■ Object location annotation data

**********

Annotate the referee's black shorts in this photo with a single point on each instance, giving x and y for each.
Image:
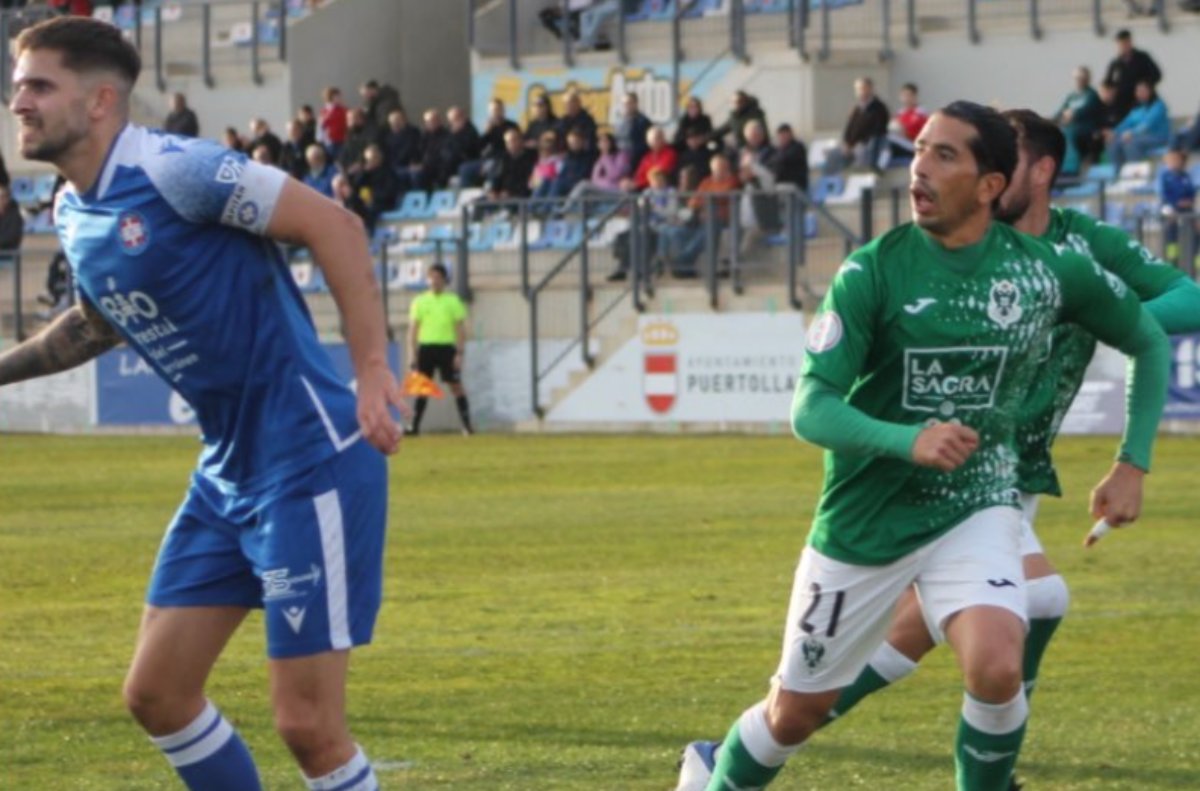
(437, 357)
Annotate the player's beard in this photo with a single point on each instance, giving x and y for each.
(54, 144)
(1013, 207)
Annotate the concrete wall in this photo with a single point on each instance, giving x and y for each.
(418, 46)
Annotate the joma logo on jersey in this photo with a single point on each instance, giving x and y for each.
(946, 381)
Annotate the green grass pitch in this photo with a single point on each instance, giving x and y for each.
(567, 612)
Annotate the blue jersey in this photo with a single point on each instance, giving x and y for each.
(168, 246)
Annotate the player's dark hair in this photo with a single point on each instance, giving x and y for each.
(1038, 137)
(994, 144)
(85, 45)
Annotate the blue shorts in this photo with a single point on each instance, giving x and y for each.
(307, 551)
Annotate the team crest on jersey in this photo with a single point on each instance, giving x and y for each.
(825, 334)
(229, 171)
(133, 233)
(813, 651)
(1005, 304)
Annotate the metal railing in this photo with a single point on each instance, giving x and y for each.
(829, 24)
(181, 34)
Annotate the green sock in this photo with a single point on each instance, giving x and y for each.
(736, 767)
(1036, 642)
(984, 760)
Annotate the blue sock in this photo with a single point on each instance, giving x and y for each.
(209, 755)
(355, 775)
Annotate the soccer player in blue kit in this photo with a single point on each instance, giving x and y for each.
(173, 245)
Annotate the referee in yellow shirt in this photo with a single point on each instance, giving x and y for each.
(437, 335)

**********

Find "Annotate the green grass" in the data above, then repeat that line and all lines after it exactly, ending with the final line.

Annotate the green grass pitch in this photo with a single point on each instance, giving x and y for each.
(567, 612)
Annotate the blue jersey in this photo with a single point on each instance, giving x and y for each.
(168, 246)
Annotate the player's dark hair in this photo with a single point on each instance, giving x and y for each.
(1038, 137)
(994, 144)
(85, 45)
Annotate the blue shorts in this photo with a single point on each instance, giving x and y for each.
(307, 551)
Annotate the team crest on jersey in this photo with a single point on each instance, giving x and y for each.
(825, 334)
(229, 171)
(133, 233)
(813, 651)
(1005, 304)
Annotate the metal railing in this photo with a single point on each instance, giving x and y for each.
(829, 24)
(181, 34)
Annotate the green sock in this photo with a single point on each instance, giving x and y for each.
(736, 767)
(1036, 642)
(984, 760)
Annotate the blue sock in this photo with a single point on each instance, giving x and y for each.
(209, 755)
(355, 775)
Annotate the soccer player in blue kit in this photo with a single point on each instance, giving x and y for each.
(173, 245)
Annotate the referee in yellow shirt in this photo with a single point on each instance, giving x and y for each.
(437, 335)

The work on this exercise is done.